Data for processing:
※ ※ ※

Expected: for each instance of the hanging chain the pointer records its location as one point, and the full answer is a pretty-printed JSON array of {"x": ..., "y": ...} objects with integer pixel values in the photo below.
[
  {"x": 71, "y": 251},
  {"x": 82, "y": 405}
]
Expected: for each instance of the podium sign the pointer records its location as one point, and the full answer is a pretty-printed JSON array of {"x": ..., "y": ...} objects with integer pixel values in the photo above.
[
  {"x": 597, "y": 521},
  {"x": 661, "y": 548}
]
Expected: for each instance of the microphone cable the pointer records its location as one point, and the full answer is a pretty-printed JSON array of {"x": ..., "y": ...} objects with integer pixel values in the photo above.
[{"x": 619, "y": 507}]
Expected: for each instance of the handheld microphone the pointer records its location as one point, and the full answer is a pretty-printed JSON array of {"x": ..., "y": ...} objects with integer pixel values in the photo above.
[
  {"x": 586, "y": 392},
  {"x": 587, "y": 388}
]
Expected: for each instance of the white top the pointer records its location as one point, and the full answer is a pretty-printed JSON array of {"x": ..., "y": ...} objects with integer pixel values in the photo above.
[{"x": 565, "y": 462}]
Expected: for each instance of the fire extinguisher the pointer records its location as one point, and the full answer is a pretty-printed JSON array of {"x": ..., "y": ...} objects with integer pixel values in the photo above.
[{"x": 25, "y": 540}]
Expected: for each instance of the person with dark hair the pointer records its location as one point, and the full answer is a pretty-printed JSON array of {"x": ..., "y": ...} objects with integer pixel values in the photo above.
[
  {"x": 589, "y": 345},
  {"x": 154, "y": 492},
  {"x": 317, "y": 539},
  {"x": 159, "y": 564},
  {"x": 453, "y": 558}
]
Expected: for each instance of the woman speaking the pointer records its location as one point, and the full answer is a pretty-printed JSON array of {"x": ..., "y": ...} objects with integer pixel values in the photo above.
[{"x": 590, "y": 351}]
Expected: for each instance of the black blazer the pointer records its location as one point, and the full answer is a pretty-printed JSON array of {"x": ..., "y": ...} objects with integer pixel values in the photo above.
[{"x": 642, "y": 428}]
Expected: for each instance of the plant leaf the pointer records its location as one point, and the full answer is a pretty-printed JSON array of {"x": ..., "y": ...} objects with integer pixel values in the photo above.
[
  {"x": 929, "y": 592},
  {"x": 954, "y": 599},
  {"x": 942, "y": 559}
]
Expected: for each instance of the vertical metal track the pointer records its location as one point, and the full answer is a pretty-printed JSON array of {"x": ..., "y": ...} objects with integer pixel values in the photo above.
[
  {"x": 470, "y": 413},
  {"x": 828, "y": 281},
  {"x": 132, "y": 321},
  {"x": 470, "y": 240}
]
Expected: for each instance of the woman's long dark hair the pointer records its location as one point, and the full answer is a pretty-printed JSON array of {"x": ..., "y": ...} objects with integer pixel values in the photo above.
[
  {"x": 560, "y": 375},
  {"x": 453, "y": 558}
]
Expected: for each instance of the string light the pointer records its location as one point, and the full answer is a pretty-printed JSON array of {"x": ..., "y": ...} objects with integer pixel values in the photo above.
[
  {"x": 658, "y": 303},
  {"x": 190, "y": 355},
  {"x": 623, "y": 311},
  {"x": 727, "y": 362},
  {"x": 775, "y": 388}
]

※ ※ ※

Written request: Scale everything from the line containing "Expected: for each instance of the string" down to the end of the records. Reproduce every line, including the request, and multiply each coordinate in the answers by 2.15, rounding to whole numbers with halves rounded up.

The reply:
Expected: for each instance of the string light the pointer records its location as one point, and the full answer is a pretty-printed JSON array of {"x": ..., "y": ...} objects with integer pixel values in the photo above.
[
  {"x": 1415, "y": 651},
  {"x": 409, "y": 763},
  {"x": 1339, "y": 669},
  {"x": 1563, "y": 778},
  {"x": 1666, "y": 834}
]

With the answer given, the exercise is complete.